== Task objective ==
Copy each line of the records below without changing anything.

(Dataset rows)
──────
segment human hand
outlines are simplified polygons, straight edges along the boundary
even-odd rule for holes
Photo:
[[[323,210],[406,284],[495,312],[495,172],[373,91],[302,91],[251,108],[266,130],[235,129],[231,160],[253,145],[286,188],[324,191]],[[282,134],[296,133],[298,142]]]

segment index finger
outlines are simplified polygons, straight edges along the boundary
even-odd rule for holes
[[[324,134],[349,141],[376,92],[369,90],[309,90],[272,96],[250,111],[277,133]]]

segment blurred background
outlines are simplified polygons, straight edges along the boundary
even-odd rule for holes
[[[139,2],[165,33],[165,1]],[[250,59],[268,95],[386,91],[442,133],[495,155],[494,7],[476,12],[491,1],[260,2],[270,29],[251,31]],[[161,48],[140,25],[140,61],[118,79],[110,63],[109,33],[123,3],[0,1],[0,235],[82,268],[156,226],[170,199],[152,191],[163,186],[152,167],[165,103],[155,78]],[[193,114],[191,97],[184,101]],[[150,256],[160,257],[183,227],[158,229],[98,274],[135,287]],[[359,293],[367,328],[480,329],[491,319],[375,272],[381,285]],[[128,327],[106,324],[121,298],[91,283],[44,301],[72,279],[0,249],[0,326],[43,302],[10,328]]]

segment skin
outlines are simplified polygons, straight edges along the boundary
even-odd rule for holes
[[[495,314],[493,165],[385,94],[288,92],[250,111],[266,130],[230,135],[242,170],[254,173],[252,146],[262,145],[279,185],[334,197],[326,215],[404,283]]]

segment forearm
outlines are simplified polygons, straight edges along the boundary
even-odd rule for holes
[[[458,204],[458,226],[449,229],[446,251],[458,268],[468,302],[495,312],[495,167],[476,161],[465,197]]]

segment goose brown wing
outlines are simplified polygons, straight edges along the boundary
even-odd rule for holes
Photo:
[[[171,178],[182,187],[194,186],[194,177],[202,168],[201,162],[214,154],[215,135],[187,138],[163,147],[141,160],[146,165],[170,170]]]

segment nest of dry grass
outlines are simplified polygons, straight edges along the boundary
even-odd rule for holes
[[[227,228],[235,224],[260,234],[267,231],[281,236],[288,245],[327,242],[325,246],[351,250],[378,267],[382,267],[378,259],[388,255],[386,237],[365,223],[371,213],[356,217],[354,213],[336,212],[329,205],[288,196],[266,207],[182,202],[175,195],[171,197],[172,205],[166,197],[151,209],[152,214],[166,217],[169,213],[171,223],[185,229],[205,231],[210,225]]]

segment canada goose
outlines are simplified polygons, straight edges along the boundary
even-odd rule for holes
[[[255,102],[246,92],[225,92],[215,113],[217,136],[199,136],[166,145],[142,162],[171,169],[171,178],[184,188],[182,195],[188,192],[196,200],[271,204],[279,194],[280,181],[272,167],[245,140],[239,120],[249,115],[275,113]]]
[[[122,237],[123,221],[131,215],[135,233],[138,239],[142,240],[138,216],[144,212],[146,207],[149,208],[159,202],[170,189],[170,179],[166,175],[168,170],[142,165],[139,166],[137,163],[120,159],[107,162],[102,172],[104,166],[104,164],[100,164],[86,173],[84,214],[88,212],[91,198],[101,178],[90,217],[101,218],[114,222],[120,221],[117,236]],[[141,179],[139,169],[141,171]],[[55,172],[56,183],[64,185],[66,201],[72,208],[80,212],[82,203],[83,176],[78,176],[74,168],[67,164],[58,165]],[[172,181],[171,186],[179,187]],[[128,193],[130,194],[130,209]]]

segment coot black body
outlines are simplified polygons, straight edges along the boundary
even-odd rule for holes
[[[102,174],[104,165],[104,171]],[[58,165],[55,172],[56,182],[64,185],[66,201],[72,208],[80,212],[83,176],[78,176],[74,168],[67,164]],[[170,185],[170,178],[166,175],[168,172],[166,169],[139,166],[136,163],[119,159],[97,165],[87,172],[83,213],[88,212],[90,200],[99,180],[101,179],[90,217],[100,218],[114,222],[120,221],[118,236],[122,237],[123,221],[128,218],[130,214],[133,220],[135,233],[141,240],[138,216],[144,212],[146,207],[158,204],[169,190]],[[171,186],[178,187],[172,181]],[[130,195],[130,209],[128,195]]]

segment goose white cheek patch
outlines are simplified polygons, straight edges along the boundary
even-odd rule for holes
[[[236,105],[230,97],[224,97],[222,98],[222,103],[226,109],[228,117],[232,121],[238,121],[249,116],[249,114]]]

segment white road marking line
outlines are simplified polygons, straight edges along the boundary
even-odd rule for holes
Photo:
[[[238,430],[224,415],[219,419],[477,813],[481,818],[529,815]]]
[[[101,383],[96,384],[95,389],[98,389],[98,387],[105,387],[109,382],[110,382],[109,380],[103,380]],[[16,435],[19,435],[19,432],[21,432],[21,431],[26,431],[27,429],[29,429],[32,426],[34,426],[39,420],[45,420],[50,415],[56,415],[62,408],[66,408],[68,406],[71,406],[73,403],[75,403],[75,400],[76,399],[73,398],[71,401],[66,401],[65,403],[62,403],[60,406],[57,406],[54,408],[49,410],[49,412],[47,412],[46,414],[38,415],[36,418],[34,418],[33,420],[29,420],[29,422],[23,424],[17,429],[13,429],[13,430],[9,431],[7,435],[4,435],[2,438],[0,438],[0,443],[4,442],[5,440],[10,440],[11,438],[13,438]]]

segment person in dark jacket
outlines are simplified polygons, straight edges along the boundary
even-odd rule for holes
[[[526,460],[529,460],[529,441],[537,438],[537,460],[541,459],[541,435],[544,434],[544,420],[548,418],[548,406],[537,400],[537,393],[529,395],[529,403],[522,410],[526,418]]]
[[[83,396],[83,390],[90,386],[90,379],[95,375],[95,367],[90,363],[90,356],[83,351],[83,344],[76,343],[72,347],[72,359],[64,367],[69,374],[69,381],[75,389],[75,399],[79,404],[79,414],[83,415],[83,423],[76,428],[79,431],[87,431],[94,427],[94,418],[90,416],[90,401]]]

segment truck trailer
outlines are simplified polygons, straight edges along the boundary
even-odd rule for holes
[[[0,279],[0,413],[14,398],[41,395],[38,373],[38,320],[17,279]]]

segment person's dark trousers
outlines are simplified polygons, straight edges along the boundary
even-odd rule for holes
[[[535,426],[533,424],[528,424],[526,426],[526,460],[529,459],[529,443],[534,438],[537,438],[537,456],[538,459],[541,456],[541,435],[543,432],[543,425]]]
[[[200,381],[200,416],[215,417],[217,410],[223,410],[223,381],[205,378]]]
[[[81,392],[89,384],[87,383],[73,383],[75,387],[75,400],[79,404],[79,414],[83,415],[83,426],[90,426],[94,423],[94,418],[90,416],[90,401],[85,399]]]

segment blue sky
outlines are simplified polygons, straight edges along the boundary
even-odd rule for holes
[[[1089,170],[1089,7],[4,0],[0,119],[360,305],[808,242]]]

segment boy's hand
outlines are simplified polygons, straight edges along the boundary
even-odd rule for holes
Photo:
──────
== Expected output ==
segment human hand
outlines are simplified polygons, straight edges along the boundary
even-odd rule for holes
Photo:
[[[323,210],[406,284],[495,312],[495,172],[373,91],[302,91],[251,108],[266,130],[235,129],[231,160],[253,145],[286,188],[324,191]],[[282,134],[296,133],[298,142]]]

segment index finger
outlines are simplified polygons, straight edges along the boundary
even-odd rule for holes
[[[324,134],[349,141],[376,92],[369,90],[309,90],[272,96],[250,111],[277,133]]]

segment blurred background
outlines are simplified polygons, straight edges along the boundary
even-odd rule for holes
[[[139,2],[165,33],[165,1]],[[250,59],[268,95],[386,91],[442,133],[495,155],[494,7],[476,12],[491,1],[260,2],[270,29],[251,31]],[[161,48],[140,25],[140,61],[118,79],[110,63],[109,33],[123,3],[0,1],[0,235],[82,268],[156,226],[170,199],[152,191],[163,186],[152,167],[165,103],[155,78]],[[193,114],[191,97],[184,101]],[[150,256],[160,257],[183,227],[158,229],[98,274],[135,287]],[[359,293],[367,328],[480,329],[491,319],[375,272],[381,285]],[[128,327],[106,324],[121,298],[91,283],[44,301],[72,279],[0,249],[0,326],[43,302],[10,328]]]

segment skin
outlines are simplified polygons, straight edges along the boundary
even-odd rule for holes
[[[495,314],[493,165],[385,94],[288,92],[250,111],[266,130],[230,135],[242,170],[254,173],[252,146],[262,145],[279,185],[334,197],[326,215],[404,283]]]

segment forearm
outlines are simplified polygons, straight edges along the boundary
even-odd rule for holes
[[[458,204],[458,226],[449,229],[446,251],[458,268],[468,302],[495,312],[495,167],[476,161],[465,197]]]

segment goose brown wing
outlines are simplified polygons, straight edges along the boundary
even-odd rule for holes
Photo:
[[[171,178],[182,187],[194,186],[194,177],[202,168],[201,162],[214,154],[215,135],[187,138],[163,147],[141,160],[146,165],[170,170]]]

segment nest of dry grass
outlines are simplified polygons, straight edges along the boundary
even-odd rule for holes
[[[227,228],[235,224],[260,234],[267,231],[281,236],[288,245],[327,242],[325,246],[351,250],[378,267],[382,267],[378,259],[388,255],[386,237],[365,223],[371,213],[356,217],[354,213],[336,212],[329,205],[288,196],[266,207],[182,202],[175,195],[171,197],[172,205],[166,197],[151,209],[152,214],[166,217],[169,213],[171,223],[185,229],[205,231],[210,225]]]

segment canada goose
outlines are simplified polygons, straight edges along the boundary
even-odd rule for holes
[[[255,102],[246,92],[225,92],[215,113],[217,136],[199,136],[166,145],[142,162],[171,169],[171,178],[184,188],[182,195],[188,192],[196,200],[271,204],[279,194],[280,181],[272,167],[245,140],[239,120],[249,115],[275,113]]]
[[[122,237],[123,221],[131,215],[135,233],[138,239],[142,240],[138,216],[144,212],[146,207],[149,208],[159,202],[170,189],[170,179],[166,175],[168,170],[142,165],[139,166],[137,163],[120,159],[107,162],[102,172],[104,166],[104,164],[100,164],[86,173],[84,214],[88,212],[91,198],[101,178],[90,217],[101,218],[114,222],[120,221],[117,236]],[[141,179],[139,169],[141,171]],[[55,172],[56,183],[64,185],[66,201],[72,208],[80,212],[82,203],[83,176],[78,176],[74,168],[67,164],[58,165]],[[172,181],[171,186],[179,187]],[[128,193],[130,194],[130,209]]]

segment coot black body
outlines are simplified polygons, straight edges along the boundary
even-odd rule for holes
[[[102,174],[104,165],[104,171]],[[58,165],[55,172],[56,182],[64,185],[66,201],[72,208],[80,212],[83,176],[78,176],[74,168],[67,164]],[[170,185],[170,178],[166,175],[168,172],[166,169],[139,166],[136,163],[119,159],[97,165],[87,172],[83,213],[88,212],[90,200],[99,180],[101,179],[90,217],[100,218],[114,222],[120,221],[118,236],[122,237],[123,221],[128,218],[130,214],[133,220],[135,233],[141,240],[138,216],[144,212],[146,207],[158,204],[169,190]],[[171,186],[178,187],[172,181]],[[130,195],[130,209],[128,195]]]

segment goose white cheek patch
outlines are simplified polygons, straight edges along the boundary
even-odd rule for holes
[[[236,105],[230,97],[224,97],[222,98],[222,103],[226,109],[228,117],[232,121],[238,121],[249,116],[249,114]]]

segment white road marking line
outlines are simplified polygons, straight edges along the boundary
even-odd rule for holes
Photo:
[[[238,430],[224,415],[219,419],[477,813],[481,818],[529,815]]]
[[[101,383],[96,384],[95,389],[98,389],[98,387],[105,387],[109,382],[110,382],[109,380],[103,380]],[[16,435],[19,435],[19,432],[21,432],[21,431],[26,431],[27,429],[29,429],[32,426],[34,426],[39,420],[45,420],[50,415],[56,415],[62,408],[66,408],[68,406],[71,406],[73,403],[75,403],[75,400],[76,399],[73,398],[71,401],[66,401],[65,403],[62,403],[60,406],[57,406],[54,408],[49,410],[49,412],[47,412],[46,414],[38,415],[36,418],[34,418],[33,420],[29,420],[29,422],[23,424],[17,429],[13,429],[13,430],[9,431],[7,435],[4,435],[2,438],[0,438],[0,443],[4,442],[5,440],[10,440],[11,438],[13,438]]]

segment person in dark jacket
outlines are simplified polygons, straight edges along the boundary
even-odd rule for holes
[[[526,460],[529,460],[529,441],[537,438],[537,460],[541,459],[541,435],[544,434],[544,420],[548,418],[548,406],[537,400],[537,393],[529,395],[529,403],[522,410],[526,418]]]
[[[83,396],[83,390],[90,386],[90,379],[95,375],[95,367],[90,363],[90,356],[83,351],[83,344],[76,343],[72,347],[72,359],[64,367],[69,374],[69,381],[75,389],[75,399],[79,404],[79,414],[83,415],[83,423],[76,428],[79,431],[87,431],[94,427],[94,418],[90,416],[90,401]]]

segment truck trailer
outlines are simplified polygons, straight edges along the boundary
even-odd rule for holes
[[[0,279],[0,413],[14,398],[41,395],[38,373],[38,320],[17,279]]]

segment person's dark trousers
outlines are simplified polygons, straight edges along the boundary
even-odd rule for holes
[[[535,426],[533,424],[528,424],[526,426],[526,460],[529,459],[529,443],[534,438],[537,438],[537,456],[538,459],[541,456],[541,435],[543,432],[543,425]]]
[[[200,381],[200,416],[215,417],[217,410],[223,410],[223,381],[205,378]]]
[[[81,392],[89,384],[87,383],[73,383],[75,387],[75,400],[79,404],[79,414],[83,415],[83,426],[90,426],[94,423],[94,418],[90,416],[90,401],[85,399]]]

segment blue sky
outlines are simplified polygons, straight edges along the boundary
even-odd rule for holes
[[[1089,170],[1089,7],[4,0],[0,119],[360,305],[808,242]]]

segment boy's hand
outlines are simplified polygons, straight edges along the boundary
even-odd rule for holes
Photo:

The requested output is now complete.